§ Written task: Format the records below as a two-column CSV with the columns request and answer, one row per request, placing each request's text and its answer in a single quoted field with line breaks replaced by spaces. Cover every record, and leave the pictures out.

[Some records]

....

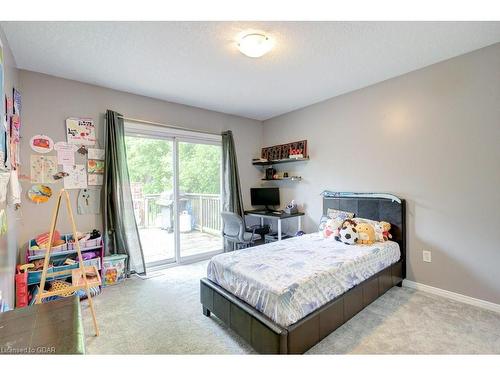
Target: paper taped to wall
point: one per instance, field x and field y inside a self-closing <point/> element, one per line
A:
<point x="77" y="176"/>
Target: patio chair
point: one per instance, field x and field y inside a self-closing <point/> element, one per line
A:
<point x="234" y="231"/>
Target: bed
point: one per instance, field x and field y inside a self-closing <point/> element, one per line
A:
<point x="286" y="296"/>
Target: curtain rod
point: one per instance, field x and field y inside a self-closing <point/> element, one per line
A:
<point x="164" y="125"/>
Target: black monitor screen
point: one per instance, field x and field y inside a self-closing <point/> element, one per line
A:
<point x="265" y="196"/>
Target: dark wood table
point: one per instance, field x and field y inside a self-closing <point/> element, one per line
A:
<point x="49" y="328"/>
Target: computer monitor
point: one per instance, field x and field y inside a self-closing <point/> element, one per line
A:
<point x="265" y="196"/>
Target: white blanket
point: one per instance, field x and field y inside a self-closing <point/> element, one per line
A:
<point x="288" y="280"/>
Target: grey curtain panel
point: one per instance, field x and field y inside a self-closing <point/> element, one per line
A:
<point x="231" y="188"/>
<point x="121" y="235"/>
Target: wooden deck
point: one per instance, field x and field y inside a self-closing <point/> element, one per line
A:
<point x="158" y="244"/>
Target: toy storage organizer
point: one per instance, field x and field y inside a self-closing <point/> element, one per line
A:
<point x="27" y="281"/>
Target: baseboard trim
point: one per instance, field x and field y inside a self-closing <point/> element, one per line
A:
<point x="452" y="295"/>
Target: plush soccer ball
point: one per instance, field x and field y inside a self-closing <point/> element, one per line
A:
<point x="348" y="233"/>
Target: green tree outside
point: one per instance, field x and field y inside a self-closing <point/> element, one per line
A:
<point x="150" y="163"/>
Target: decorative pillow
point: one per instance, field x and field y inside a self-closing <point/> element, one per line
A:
<point x="331" y="228"/>
<point x="379" y="226"/>
<point x="322" y="223"/>
<point x="348" y="233"/>
<point x="338" y="214"/>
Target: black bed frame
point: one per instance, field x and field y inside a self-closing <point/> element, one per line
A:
<point x="267" y="337"/>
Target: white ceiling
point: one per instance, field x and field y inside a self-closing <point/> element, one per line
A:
<point x="198" y="64"/>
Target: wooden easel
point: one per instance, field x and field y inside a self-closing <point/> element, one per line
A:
<point x="81" y="269"/>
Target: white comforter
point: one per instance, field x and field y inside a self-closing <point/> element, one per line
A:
<point x="289" y="279"/>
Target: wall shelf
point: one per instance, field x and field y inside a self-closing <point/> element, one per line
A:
<point x="293" y="178"/>
<point x="280" y="161"/>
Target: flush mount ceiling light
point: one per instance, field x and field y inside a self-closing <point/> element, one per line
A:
<point x="255" y="44"/>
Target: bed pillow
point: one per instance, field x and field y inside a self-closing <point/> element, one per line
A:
<point x="338" y="214"/>
<point x="322" y="223"/>
<point x="331" y="228"/>
<point x="379" y="227"/>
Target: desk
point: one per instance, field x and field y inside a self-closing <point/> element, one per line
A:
<point x="275" y="216"/>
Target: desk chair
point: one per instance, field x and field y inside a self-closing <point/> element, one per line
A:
<point x="234" y="231"/>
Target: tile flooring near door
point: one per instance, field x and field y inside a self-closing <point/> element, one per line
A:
<point x="163" y="315"/>
<point x="158" y="244"/>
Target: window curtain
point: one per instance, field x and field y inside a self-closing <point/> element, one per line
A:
<point x="121" y="235"/>
<point x="231" y="188"/>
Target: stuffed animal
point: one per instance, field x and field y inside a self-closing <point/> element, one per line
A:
<point x="347" y="232"/>
<point x="386" y="227"/>
<point x="366" y="233"/>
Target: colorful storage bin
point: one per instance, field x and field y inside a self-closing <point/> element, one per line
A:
<point x="114" y="269"/>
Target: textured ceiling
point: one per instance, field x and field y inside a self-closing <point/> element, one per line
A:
<point x="198" y="64"/>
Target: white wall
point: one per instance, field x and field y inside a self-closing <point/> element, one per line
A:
<point x="432" y="137"/>
<point x="48" y="101"/>
<point x="8" y="243"/>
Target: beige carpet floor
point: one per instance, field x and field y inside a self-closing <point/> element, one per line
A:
<point x="162" y="315"/>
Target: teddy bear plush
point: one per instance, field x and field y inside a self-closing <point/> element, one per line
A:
<point x="386" y="227"/>
<point x="366" y="233"/>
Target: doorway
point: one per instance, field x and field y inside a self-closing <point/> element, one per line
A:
<point x="175" y="178"/>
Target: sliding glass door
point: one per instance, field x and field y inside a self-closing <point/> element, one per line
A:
<point x="175" y="178"/>
<point x="151" y="169"/>
<point x="199" y="198"/>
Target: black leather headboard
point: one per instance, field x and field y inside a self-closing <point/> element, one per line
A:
<point x="376" y="209"/>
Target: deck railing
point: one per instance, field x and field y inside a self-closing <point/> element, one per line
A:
<point x="204" y="210"/>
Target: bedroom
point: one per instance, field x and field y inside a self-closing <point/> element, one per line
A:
<point x="191" y="151"/>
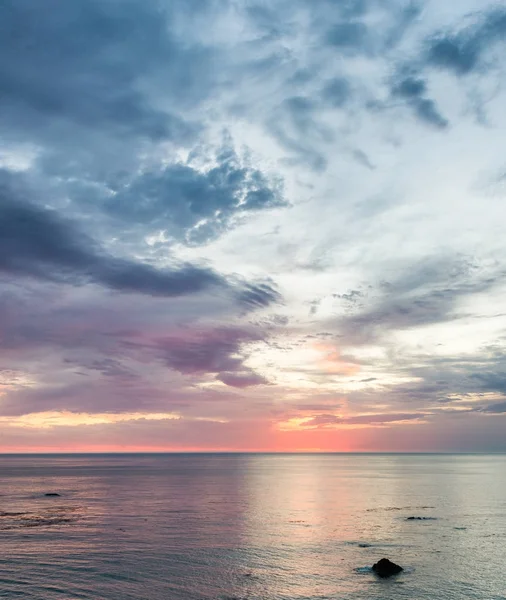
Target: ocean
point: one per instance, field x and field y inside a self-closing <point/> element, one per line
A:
<point x="252" y="526"/>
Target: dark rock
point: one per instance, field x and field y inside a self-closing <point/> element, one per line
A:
<point x="386" y="568"/>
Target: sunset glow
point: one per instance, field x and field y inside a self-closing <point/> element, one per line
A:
<point x="238" y="227"/>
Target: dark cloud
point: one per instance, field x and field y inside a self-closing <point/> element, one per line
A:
<point x="348" y="35"/>
<point x="86" y="63"/>
<point x="194" y="206"/>
<point x="425" y="294"/>
<point x="462" y="52"/>
<point x="37" y="242"/>
<point x="413" y="91"/>
<point x="217" y="351"/>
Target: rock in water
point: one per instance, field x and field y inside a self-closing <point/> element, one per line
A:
<point x="386" y="568"/>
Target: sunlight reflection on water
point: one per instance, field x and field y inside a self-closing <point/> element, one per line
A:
<point x="258" y="526"/>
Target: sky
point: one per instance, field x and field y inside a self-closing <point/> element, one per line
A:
<point x="252" y="225"/>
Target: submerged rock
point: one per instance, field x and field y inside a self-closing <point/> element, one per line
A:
<point x="386" y="568"/>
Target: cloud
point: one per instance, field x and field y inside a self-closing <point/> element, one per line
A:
<point x="241" y="379"/>
<point x="217" y="351"/>
<point x="462" y="52"/>
<point x="413" y="91"/>
<point x="86" y="64"/>
<point x="425" y="294"/>
<point x="36" y="242"/>
<point x="195" y="206"/>
<point x="378" y="419"/>
<point x="497" y="408"/>
<point x="348" y="36"/>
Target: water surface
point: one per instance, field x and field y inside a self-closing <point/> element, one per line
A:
<point x="252" y="526"/>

....

§ Result:
request,answer
"Target: paper taped to wall point: one per instance, field x and field y inside a self-closing <point/> element, one per line A:","<point x=""77"" y=""176""/>"
"Target: patio chair point: one per instance, field x and field y inside a self-closing <point/> element, one per line A:","<point x=""234"" y=""231""/>"
"Target: bed point: one per instance, field x and field y inside a self-closing <point/> element, one per line A:","<point x=""286"" y=""296""/>"
"Target: curtain rod point: one per instance, field x and field y inside a self-closing <point/> element, one per line A:","<point x=""164"" y=""125""/>"
"Target: black monitor screen point: one per instance, field x and field y inside a self-closing <point/> element, one per line A:","<point x=""265"" y=""196""/>"
"Target: dark wood table point: one per instance, field x and field y inside a self-closing <point/> element, one per line A:","<point x=""49"" y=""328""/>"
"Target: computer monitor point: one per instance, field x and field y inside a self-closing <point/> element, one per line A:","<point x=""265"" y=""196""/>"
"Target: white blanket point: one per instance, field x and field y inside a self-closing <point/> element, one per line A:","<point x=""288"" y=""280""/>"
"Target: grey curtain panel point: one per instance, field x and field y inside a self-closing <point/> element, one per line A:","<point x=""231"" y=""188""/> <point x=""121"" y=""235""/>"
"Target: wooden deck point: one per instance, field x and field y inside a self-closing <point/> element, one per line A:","<point x=""158"" y=""244""/>"
"Target: toy storage organizer point: one per instance, field x and field y inside a self-closing <point/> element, one per line A:","<point x=""27"" y=""281""/>"
"Target: baseboard trim point: one per instance, field x and field y inside a self-closing <point/> element, one per line A:","<point x=""452"" y=""295""/>"
"Target: plush soccer ball point: one per instance, field x and field y inside a self-closing <point/> element, one per line A:","<point x=""348"" y=""233""/>"
"Target: green tree outside point: one per instance, field x and field y inside a self-closing <point/> element, one per line A:","<point x=""150"" y=""163""/>"
"Target: decorative pillow point: one per instance, field x and field y inside a self-closing <point/> element, one per line A:","<point x=""331"" y=""228""/> <point x=""379"" y=""226""/> <point x=""322"" y=""223""/> <point x=""348"" y=""233""/> <point x=""338"" y=""214""/>"
"Target: black bed frame point: one per instance, field x and field y inside a self-closing <point/> element, one per line A:","<point x=""267"" y=""337""/>"
"Target: white ceiling point: one per instance, field x and field y inside a self-closing <point/> element, one per line A:","<point x=""198"" y=""64""/>"
"Target: wooden easel point: one per instance, field x and field y inside a self-closing <point/> element, one per line A:","<point x=""81"" y=""269""/>"
"Target: white comforter point: one per instance, field x and field y inside a self-closing <point/> element, one per line A:","<point x=""289"" y=""279""/>"
"Target: wall shelf point: one per instance, field x and field y inside a self-closing <point/> element, one per line A:","<point x=""293"" y=""178""/> <point x=""280"" y=""161""/>"
"Target: flush mount ceiling light point: one per instance, field x and field y inside a self-closing <point/> element, one per line A:","<point x=""255"" y=""44""/>"
"Target: bed pillow point: one per instance, field x and field y inside a self-closing <point/> element, one per line A:","<point x=""338"" y=""214""/> <point x=""322"" y=""223""/> <point x=""331"" y=""228""/> <point x=""379"" y=""227""/>"
"Target: desk point: one per instance, field x and field y inside a self-closing <point/> element, one per line A:","<point x=""275"" y=""216""/>"
"Target: desk chair point: one per instance, field x and field y inside a self-closing <point/> element, one per line A:","<point x=""234"" y=""231""/>"
"Target: tile flooring near door point: one per instance, field x and field y inside a self-closing <point/> element, one per line A:","<point x=""163"" y=""315""/> <point x=""158"" y=""244""/>"
"Target: window curtain point: one per instance, field x and field y inside a self-closing <point/> element, one per line A:","<point x=""121"" y=""235""/> <point x=""231"" y=""188""/>"
"Target: stuffed animal point: one per instance, field x and field y inside a self-closing <point/> element, one per line A:","<point x=""347"" y=""232""/> <point x=""386"" y=""227""/> <point x=""366"" y=""233""/>"
"Target: colorful storage bin point: one per instance, field x and field y inside a self-closing <point/> element, one per line A:","<point x=""114"" y=""269""/>"
"Target: textured ceiling point: one per instance, field x and field y inside a self-closing <point/> element, one per line A:","<point x=""198"" y=""64""/>"
"Target: white wall point: one per instance, field x and field y inside a self-closing <point/> element, one per line A:","<point x=""432"" y=""137""/> <point x=""48"" y=""101""/> <point x=""8"" y=""243""/>"
"Target: beige carpet floor point: one per instance, field x and field y inside a self-closing <point/> element, one per line A:","<point x=""162"" y=""315""/>"
"Target: teddy bear plush point: one per instance, field x and field y inside a self-closing <point/> element, one per line A:","<point x=""386"" y=""227""/> <point x=""366"" y=""233""/>"
"Target: doorway point: one per instance, field x and field y inside a self-closing <point/> element, one per line A:","<point x=""175"" y=""178""/>"
"Target: sliding glass door point: one per instance, field x and field y inside a self-closing <point/> element, one per line A:","<point x=""175"" y=""178""/> <point x=""151"" y=""169""/> <point x=""199"" y=""198""/>"
"Target: black leather headboard point: one per instance, field x and field y inside a self-closing <point/> element, one per line A:","<point x=""376"" y=""209""/>"
"Target: deck railing point: one per instance, field x and field y inside a self-closing <point/> element, one per line A:","<point x=""204"" y=""210""/>"
"Target: bedroom point: one per instance, field x and field y inside a self-closing <point/> element, one per line A:","<point x=""191"" y=""151""/>"
"Target: ocean point: one per instance, field x and field y inside a self-closing <point/> element, one per line A:","<point x=""252"" y=""526""/>"
"Target: dark rock point: one per instance, field x and field y inside a self-closing <point/> element, one per line A:","<point x=""386"" y=""568""/>"
"Target: sunset glow point: one per instance, field x and field y inside a self-closing <point/> element, one per line A:","<point x=""238"" y=""227""/>"
"Target: dark cloud point: one per instance, field x and field y inside a self-closing <point/> element, one per line A:","<point x=""348"" y=""35""/> <point x=""86"" y=""63""/> <point x=""194"" y=""206""/> <point x=""425"" y=""294""/> <point x=""462"" y=""52""/> <point x=""37"" y=""242""/> <point x=""413"" y=""91""/> <point x=""217"" y=""351""/>"
"Target: rock in water point: one per instance, field x and field y inside a self-closing <point/> element, one per line A:","<point x=""386"" y=""568""/>"
"Target: sunlight reflection on water point: one per instance, field x and field y inside a self-closing <point/> element, one per line A:","<point x=""258"" y=""526""/>"
"Target: sky point: one per instance, field x and field y inside a self-closing <point/> element, one per line A:","<point x=""252"" y=""225""/>"
"Target: submerged rock point: one per instance, field x and field y inside a self-closing <point/> element, one per line A:","<point x=""386"" y=""568""/>"
"Target: cloud point: one per instance, field x and field y inside a self-closing <point/> element, one per line A:","<point x=""241"" y=""379""/> <point x=""217"" y=""351""/> <point x=""462"" y=""52""/> <point x=""413"" y=""91""/> <point x=""86"" y=""64""/> <point x=""425"" y=""294""/> <point x=""36"" y=""242""/> <point x=""195"" y=""206""/> <point x=""378"" y=""419""/> <point x=""497"" y=""408""/> <point x=""348"" y=""36""/>"
"Target: water surface point: one per instance, field x and field y inside a self-closing <point/> element, one per line A:","<point x=""252"" y=""526""/>"